■ **Problem 1**:
In the sewage facilities permit text, who must certify the listed conditions to the Township before it executes a sewage facilities permit application?
■ **Problem 2**:
Print the part of the sewage facilities permit text starting with "C. That the" and going on through "at reasonable cost.".

■ **Excerpted text**:
========

3. The Township shall not execute as applicant or co-applicant any sewage
facilities permit application unless the Township Engineer and such
other consultants as the Township may deem appropriate has certified
to the Township each of the following which the Board of Supervisors
deems relevant to that application:
A. That the facility design, if properly installed, will function in
a manner that the effluent discharged therefrom will meet all parameters,
conditions, and limitations set forth in the permit to be granted.
B. That the facility to be installed, if properly installed and maintained,
will function in a trouble-free manner and that the system has a demonstrated
history of reliability and ease of operation.
C. That the facility to be installed has a demonstrated energy efficient
record and can be operated economically.
D. That the cost of the maintenance and operation of the same, including
reasonable reserve, will yield an equivalent dwelling unit charge
that is reasonable and that the system is, therefore, feasible to
fund and operate.
E. That the replacement parts therefor are readily available on the
open market within reasonable time and at reasonable cost.
F. That, during construction of incremental dwelling units in the process
of orderly development of the project, the system, once placed in
service, will operate efficiently and within permitted parameters
even though volumes being treated are substantially below the design
level.
G. That the manufacturer of the facility has a demonstrated record of
financial responsibility recognizing and honoring warranty obligations
and maintenance of adequate replacement parts inventory.
4. When the Board of Supervisors and its Engineer are satisfied that
all of the safeguards deemed reasonable, necessary and appropriate
to the application are assured to the Township, the Township may,
but shall not be obligated, to adopt a revision to the Township's
Sewage Facilities Plan consistent with the proposed CTADS and shall
execute the necessary and appropriate applications as applicant or
co-applicant as so requested for the necessary NPDES and sewage facilities
permits, and for such other applications or approvals, when complete
and appropriate, as are necessary to permit the construction, maintenance
and operation of the facilities proposed.

========

■ **Dataset entries**:
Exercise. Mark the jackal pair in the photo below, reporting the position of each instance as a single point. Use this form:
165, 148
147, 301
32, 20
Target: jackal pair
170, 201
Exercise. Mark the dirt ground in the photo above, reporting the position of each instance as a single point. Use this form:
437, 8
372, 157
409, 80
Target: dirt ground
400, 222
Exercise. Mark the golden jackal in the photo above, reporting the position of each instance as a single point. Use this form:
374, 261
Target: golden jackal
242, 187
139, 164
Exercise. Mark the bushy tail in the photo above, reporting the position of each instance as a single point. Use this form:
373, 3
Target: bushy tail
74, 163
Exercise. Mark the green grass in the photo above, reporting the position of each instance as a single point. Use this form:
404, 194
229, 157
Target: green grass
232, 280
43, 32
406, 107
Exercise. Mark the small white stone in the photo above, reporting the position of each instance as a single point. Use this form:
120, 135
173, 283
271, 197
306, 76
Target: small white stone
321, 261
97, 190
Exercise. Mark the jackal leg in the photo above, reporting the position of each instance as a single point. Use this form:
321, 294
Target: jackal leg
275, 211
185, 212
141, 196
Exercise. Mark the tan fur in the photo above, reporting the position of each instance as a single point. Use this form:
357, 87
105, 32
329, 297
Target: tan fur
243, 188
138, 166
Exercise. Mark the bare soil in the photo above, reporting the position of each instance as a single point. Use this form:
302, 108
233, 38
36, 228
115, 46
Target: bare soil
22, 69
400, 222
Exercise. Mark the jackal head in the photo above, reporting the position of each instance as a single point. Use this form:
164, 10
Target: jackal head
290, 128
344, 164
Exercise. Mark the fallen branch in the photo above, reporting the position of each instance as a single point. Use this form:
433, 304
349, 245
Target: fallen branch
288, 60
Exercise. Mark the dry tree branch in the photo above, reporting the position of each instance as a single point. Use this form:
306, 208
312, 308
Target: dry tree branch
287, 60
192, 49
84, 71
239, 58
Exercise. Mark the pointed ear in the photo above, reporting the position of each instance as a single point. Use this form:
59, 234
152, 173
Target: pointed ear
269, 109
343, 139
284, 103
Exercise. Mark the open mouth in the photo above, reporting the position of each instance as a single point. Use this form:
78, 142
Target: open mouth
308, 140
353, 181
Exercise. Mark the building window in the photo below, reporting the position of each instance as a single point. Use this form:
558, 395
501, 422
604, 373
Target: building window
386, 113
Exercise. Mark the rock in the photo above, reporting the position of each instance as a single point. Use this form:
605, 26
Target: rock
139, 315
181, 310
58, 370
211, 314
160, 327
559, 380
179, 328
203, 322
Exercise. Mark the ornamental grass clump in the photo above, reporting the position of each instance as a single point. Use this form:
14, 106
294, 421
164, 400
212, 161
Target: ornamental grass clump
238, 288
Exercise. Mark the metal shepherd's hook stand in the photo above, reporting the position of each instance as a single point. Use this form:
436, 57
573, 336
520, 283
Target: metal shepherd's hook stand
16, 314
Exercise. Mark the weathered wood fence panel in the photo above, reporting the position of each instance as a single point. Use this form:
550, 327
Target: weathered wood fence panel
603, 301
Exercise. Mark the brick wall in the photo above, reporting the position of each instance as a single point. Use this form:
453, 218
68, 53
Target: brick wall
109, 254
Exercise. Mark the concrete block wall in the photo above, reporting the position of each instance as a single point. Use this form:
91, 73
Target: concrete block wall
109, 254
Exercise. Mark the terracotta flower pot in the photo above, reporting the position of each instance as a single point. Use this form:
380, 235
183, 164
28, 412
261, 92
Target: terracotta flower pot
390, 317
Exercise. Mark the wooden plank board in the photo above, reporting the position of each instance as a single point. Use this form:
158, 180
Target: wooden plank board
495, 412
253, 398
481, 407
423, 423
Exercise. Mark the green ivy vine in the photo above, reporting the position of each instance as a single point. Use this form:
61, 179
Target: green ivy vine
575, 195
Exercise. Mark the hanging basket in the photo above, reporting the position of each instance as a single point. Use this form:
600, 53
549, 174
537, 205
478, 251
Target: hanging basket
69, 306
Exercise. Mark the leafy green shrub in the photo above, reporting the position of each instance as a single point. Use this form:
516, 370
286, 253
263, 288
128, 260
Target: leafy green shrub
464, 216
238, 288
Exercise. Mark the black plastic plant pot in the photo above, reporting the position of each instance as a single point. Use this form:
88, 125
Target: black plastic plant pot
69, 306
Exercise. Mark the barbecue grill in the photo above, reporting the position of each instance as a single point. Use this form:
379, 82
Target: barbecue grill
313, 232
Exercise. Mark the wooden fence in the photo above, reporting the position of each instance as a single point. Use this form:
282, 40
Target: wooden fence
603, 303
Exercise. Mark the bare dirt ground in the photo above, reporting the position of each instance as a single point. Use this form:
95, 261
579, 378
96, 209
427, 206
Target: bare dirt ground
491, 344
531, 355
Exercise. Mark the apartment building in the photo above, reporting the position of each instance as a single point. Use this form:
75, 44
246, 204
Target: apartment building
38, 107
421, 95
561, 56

========

■ **Full response 1**:
The Township Engineer and such other consultants as the Township may deem appropriate.

■ **Full response 2**:
C. That the facility to be installed has a demonstrated energy efficient
record and can be operated economically.
D. That the cost of the maintenance and operation of the same, including
reasonable reserve, will yield an equivalent dwelling unit charge
that is reasonable and that the system is, therefore, feasible to
fund and operate.
E. That the replacement parts therefor are readily available on the
open market within reasonable time and at reasonable cost.